__Aim of the task__.
Select each line of the records that contains the string "curb", copying those lines in full. Case counts, so a line counts only if the letters match in case too.

__Data to process__.

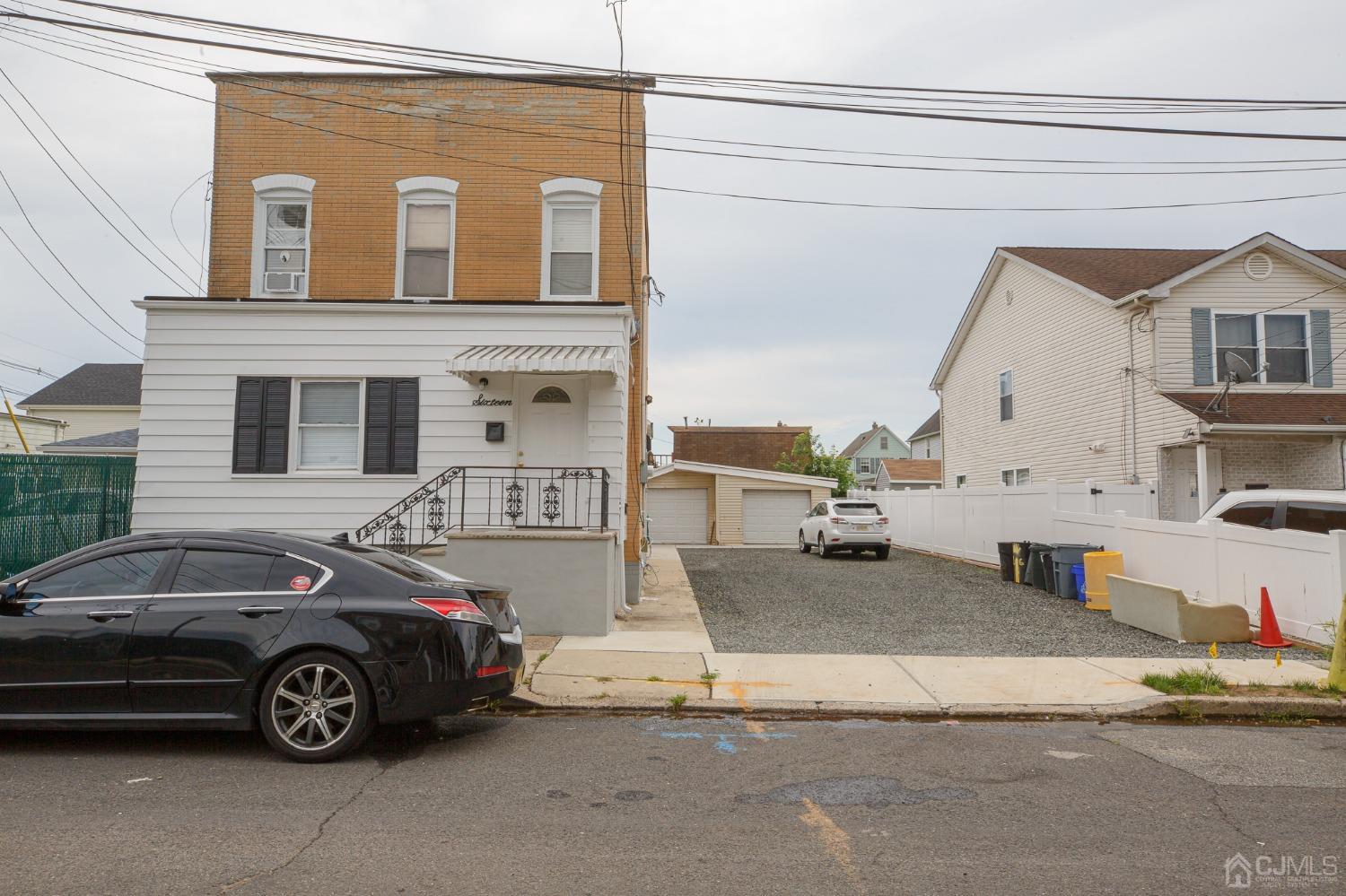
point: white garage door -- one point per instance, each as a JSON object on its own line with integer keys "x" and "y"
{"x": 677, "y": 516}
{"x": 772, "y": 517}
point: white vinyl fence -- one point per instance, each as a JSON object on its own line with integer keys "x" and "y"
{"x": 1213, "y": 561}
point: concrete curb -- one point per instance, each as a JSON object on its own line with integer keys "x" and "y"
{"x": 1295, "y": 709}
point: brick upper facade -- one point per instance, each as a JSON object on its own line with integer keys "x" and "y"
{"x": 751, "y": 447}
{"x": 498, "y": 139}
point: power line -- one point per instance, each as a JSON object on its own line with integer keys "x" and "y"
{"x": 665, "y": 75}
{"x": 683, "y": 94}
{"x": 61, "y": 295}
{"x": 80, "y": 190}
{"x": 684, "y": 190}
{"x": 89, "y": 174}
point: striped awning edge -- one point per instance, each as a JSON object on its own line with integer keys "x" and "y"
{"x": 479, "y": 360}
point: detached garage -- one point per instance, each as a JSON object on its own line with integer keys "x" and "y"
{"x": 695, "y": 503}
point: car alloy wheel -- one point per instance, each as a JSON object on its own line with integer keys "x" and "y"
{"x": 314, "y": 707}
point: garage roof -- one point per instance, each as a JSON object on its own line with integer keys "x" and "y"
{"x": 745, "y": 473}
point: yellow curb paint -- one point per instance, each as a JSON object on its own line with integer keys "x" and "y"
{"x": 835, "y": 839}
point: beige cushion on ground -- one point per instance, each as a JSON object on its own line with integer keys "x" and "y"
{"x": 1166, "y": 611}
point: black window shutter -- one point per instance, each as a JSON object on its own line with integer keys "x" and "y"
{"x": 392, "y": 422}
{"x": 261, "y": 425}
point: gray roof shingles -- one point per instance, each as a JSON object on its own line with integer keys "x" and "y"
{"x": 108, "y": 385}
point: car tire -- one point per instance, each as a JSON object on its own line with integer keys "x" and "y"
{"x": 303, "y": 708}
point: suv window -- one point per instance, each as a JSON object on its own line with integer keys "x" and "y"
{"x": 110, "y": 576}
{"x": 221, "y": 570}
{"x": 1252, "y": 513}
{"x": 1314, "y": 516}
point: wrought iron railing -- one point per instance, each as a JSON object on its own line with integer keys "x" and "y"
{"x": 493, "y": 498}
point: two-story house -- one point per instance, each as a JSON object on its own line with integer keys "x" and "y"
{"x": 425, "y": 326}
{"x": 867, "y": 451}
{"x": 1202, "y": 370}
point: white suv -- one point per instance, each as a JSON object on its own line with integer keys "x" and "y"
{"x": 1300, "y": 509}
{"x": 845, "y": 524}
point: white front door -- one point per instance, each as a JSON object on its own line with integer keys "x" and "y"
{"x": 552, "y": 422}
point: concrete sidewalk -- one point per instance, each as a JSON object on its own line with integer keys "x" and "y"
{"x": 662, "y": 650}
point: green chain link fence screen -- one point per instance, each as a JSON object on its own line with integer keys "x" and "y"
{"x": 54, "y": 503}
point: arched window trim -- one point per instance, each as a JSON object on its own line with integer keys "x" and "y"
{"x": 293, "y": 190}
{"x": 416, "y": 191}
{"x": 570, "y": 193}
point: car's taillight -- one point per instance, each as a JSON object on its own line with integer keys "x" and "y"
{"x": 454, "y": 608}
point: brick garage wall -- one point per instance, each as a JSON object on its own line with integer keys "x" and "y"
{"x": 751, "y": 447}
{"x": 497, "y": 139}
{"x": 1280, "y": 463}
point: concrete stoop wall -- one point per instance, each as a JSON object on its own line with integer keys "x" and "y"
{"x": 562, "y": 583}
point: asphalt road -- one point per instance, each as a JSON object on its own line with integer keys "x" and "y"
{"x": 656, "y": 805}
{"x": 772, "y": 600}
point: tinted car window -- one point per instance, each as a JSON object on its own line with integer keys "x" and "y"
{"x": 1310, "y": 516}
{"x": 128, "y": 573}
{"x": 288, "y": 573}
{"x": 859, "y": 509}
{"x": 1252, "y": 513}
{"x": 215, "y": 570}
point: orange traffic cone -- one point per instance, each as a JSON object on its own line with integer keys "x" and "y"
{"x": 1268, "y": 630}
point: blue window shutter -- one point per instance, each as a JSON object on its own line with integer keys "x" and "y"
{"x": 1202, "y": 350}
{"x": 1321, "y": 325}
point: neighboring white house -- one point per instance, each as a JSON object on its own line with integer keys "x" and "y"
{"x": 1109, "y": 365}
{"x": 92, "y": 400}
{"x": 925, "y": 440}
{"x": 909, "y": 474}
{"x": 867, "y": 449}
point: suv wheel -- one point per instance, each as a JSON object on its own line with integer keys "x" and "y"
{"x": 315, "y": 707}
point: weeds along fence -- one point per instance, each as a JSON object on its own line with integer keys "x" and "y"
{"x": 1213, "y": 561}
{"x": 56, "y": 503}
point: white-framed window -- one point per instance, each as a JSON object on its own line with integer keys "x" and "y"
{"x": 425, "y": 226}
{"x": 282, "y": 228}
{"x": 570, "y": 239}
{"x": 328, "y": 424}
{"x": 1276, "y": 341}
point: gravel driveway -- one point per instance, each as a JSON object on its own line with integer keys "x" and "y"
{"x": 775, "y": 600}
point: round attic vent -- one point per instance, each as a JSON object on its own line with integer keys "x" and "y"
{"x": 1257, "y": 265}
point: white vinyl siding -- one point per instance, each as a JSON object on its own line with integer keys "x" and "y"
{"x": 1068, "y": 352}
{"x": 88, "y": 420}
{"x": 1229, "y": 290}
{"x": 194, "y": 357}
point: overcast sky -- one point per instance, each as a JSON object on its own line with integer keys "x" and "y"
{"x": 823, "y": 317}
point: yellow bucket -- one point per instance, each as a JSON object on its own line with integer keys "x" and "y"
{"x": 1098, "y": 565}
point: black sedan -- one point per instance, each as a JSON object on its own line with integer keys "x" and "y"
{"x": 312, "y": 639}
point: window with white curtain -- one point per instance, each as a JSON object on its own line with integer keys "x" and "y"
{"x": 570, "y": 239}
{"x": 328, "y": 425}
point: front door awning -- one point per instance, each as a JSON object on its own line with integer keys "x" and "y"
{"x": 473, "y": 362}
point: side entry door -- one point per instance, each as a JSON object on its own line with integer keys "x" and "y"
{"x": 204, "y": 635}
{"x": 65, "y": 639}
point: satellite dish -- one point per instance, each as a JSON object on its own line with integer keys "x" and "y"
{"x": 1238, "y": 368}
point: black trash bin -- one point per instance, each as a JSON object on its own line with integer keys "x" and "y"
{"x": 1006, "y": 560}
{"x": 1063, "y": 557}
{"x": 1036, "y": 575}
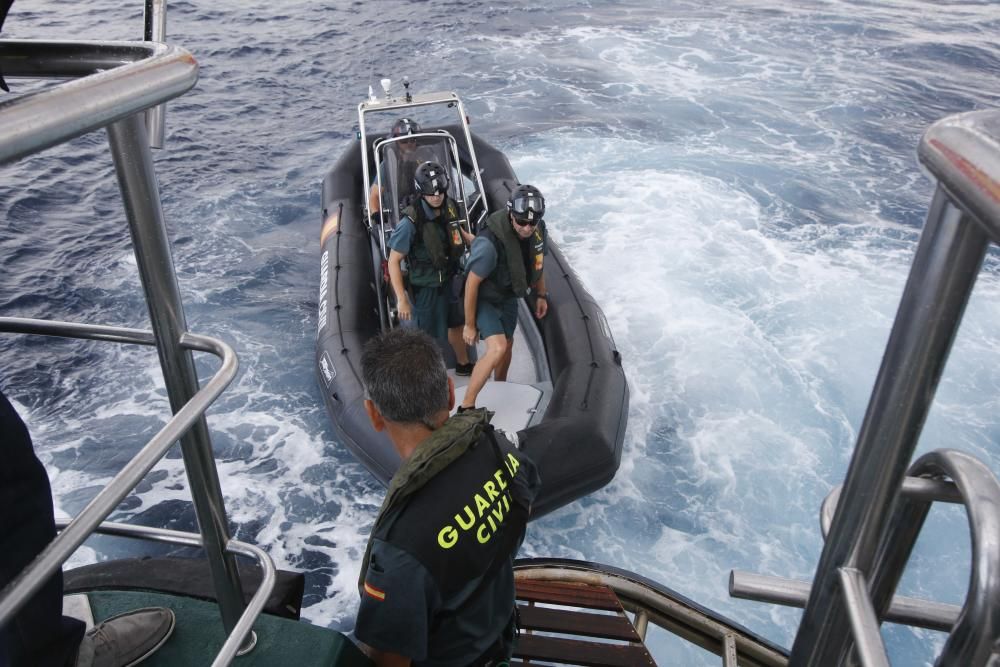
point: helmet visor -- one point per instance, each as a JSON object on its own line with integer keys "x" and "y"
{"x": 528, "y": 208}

* * *

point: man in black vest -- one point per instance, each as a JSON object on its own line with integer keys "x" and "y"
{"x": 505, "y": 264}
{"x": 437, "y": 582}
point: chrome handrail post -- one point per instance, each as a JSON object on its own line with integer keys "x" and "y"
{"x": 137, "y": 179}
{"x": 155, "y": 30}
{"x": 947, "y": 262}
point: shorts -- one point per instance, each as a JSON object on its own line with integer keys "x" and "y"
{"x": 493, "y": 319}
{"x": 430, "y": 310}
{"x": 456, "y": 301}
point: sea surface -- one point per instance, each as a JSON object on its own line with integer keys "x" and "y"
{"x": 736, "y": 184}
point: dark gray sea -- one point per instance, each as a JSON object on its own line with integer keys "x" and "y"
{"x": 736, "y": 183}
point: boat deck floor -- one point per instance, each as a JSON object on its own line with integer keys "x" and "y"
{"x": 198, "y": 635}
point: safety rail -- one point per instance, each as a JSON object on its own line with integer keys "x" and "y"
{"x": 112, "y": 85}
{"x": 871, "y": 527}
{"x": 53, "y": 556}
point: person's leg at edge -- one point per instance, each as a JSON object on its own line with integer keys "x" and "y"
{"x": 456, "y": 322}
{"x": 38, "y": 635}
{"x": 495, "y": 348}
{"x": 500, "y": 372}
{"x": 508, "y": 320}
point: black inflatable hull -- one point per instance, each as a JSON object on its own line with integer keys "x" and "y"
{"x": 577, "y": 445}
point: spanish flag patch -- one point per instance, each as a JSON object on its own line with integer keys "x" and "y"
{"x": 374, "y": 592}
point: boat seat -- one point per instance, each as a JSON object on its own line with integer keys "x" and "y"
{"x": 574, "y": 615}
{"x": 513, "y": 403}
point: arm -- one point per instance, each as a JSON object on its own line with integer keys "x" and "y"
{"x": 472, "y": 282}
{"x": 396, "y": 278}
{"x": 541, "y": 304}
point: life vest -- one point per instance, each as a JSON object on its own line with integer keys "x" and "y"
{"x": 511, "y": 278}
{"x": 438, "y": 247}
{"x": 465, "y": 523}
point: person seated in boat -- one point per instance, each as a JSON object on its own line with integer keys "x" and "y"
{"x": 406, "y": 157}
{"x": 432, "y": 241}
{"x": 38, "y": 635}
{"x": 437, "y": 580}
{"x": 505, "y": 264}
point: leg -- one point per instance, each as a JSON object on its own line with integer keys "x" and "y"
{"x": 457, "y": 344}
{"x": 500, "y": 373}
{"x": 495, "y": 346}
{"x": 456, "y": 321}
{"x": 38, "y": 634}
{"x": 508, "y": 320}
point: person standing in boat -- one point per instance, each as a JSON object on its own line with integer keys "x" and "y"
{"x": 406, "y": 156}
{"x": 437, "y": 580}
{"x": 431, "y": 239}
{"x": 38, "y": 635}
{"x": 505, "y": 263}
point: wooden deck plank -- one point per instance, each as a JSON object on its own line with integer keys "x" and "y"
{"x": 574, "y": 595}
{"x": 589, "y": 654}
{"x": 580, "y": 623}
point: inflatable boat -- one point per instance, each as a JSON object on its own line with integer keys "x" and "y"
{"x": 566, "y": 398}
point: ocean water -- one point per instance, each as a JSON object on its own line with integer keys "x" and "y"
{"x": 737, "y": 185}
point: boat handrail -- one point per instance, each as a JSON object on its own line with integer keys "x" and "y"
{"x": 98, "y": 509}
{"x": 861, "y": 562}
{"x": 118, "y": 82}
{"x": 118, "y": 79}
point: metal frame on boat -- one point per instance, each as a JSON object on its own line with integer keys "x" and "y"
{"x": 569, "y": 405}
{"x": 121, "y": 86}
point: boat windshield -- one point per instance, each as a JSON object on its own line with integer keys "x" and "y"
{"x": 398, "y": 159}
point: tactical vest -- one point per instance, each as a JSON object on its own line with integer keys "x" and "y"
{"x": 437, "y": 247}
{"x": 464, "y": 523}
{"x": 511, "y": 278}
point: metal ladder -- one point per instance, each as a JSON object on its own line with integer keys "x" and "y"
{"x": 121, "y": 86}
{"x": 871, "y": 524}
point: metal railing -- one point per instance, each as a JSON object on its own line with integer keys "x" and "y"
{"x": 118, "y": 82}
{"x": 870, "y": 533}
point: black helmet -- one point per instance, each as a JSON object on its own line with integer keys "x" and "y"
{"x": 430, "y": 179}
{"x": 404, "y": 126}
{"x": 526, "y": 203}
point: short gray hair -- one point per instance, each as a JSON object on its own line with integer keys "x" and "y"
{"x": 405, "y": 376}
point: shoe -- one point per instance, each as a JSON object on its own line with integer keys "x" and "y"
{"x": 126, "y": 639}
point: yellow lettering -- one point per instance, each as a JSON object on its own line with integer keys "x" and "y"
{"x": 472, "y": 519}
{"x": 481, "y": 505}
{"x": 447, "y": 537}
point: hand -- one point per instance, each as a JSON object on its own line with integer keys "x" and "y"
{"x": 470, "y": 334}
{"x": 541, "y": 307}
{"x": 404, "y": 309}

---

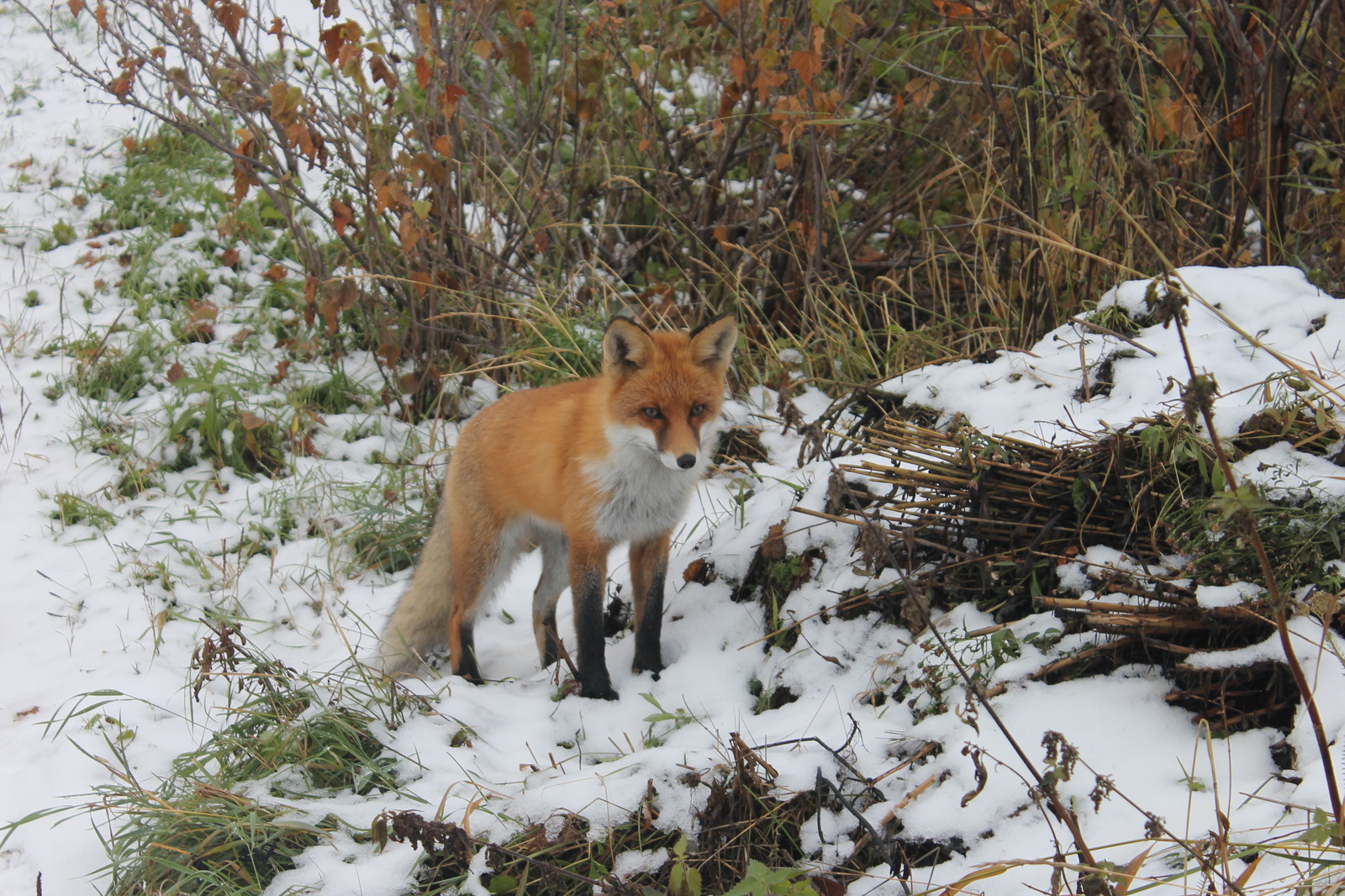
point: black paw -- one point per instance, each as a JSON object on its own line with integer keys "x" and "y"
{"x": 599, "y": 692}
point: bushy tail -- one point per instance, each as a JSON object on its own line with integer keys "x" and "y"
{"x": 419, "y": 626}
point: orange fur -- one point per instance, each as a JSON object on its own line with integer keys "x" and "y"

__Task result__.
point: concrete curb -- one point per instance, each as a JSON object on its own line with integer keys "x" and "y"
point: yellow curb paint -- one point per instance, each as a JSON object on its own line with integer keys "x" and "y"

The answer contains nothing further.